- WRITTEN REQUEST -
Can you reproduce every one of the records below word for word, keeping each line unchanged?

- DATASET EXTRACT -
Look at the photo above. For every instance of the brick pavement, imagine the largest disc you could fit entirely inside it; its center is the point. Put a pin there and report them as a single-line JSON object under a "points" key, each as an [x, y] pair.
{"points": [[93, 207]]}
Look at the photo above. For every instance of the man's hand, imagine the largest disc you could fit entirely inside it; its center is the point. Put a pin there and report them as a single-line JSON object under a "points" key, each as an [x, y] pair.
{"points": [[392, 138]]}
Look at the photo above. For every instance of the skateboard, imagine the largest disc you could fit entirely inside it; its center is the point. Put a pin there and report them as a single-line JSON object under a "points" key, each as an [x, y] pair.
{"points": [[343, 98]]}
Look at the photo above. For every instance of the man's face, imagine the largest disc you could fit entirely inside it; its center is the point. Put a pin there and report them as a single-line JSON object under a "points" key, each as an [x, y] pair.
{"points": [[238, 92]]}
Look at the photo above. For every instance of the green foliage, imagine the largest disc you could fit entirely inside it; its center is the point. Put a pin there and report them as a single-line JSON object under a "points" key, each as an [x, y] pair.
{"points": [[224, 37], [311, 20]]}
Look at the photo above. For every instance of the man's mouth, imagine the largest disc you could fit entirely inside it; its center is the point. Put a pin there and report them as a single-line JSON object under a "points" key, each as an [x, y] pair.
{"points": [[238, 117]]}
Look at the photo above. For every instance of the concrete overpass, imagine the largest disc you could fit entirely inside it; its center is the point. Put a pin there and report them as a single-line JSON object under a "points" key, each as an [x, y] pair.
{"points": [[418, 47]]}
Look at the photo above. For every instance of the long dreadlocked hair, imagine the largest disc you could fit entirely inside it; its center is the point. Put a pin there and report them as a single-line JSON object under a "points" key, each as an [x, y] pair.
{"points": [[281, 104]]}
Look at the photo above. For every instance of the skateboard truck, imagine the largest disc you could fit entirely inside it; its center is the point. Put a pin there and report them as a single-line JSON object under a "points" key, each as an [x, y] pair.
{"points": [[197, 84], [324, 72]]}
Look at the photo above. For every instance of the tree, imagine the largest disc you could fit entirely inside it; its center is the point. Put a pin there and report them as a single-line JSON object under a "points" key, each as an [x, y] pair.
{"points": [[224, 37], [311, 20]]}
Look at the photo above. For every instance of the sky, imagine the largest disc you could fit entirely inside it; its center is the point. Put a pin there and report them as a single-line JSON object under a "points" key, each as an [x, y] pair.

- PROBLEM SOLUTION -
Look at the photo above. For every instance of the brick pavement, imagine the largest disc you could fit entirely inside it; its center is the point. Put a pin there and report them as a single-line JSON object under a "points" key, each as an [x, y] pair.
{"points": [[93, 207]]}
Look at the photo above. For every instance of the man's hand, imagine the largest disc you could fit entirely inside it; its center is the point. Put a pin there and report them as a single-line JSON object under a "points" key, each as an [x, y] pair.
{"points": [[392, 138]]}
Look at the photo above. For every instance of the skateboard, imagine the largest disc you could fit entirely inside it; its center is the point. Put a pin there and report them as a single-line JSON object under a "points" key, each as an [x, y] pair.
{"points": [[343, 98]]}
Look at the photo above. For every instance of the man's face, imagine the largest disc you could fit entirely inside it; its center is the point. Put a pin there and report them as a single-line JSON object under a "points" key, each as an [x, y] pair.
{"points": [[238, 92]]}
Look at the photo above. For every instance of the green foliage, imagine the largest disc you could fit entirely inside it; its center is the point. Put a pin there and report them as a single-line JSON object under a "points" key, each as an [x, y] pair.
{"points": [[224, 37], [311, 20]]}
Look at the photo above. For every instance of the man's mouth, imagine the largest disc you could fit entirely inside it; its center is the point. Put a pin there and report them as a single-line JSON object under a "points" key, each as an [x, y] pair.
{"points": [[238, 117]]}
Look at the photo above. For every instance of the concrete overpass, imagine the largest disc you could fit entirely inside it; its center is the point. Put a pin there and report them as a single-line JSON object under a "points" key, each as an [x, y] pair.
{"points": [[418, 47]]}
Look at the photo above. For every instance of the long dreadlocked hair, imagine the largest disc you could fit entirely inside it; its center is the point. Put a pin there and report them as a single-line JSON object under a "points" key, each as an [x, y] pair.
{"points": [[281, 104]]}
Look at the photo above. For every instance of the skateboard truck, imagine the largest disc you could fit entirely inside it; its center is the point. Put a pin there and report them as a single-line JSON object under a "points" key, each as an [x, y] pair.
{"points": [[197, 84], [324, 72]]}
Look at the photo above. For every instance of the tree, imagine the largest disc you could fit entirely inside it; its center is the point. Put a pin there and report them as a single-line JSON object under a "points" key, each as an [x, y] pair.
{"points": [[224, 37], [311, 20]]}
Look at the photo above. For every instance of the sky, imagine the largest disc you could fit entirely inside it; its center is the point. Put a pin there and report them as a single-line JSON object under a "points" key, each as an [x, y] pair.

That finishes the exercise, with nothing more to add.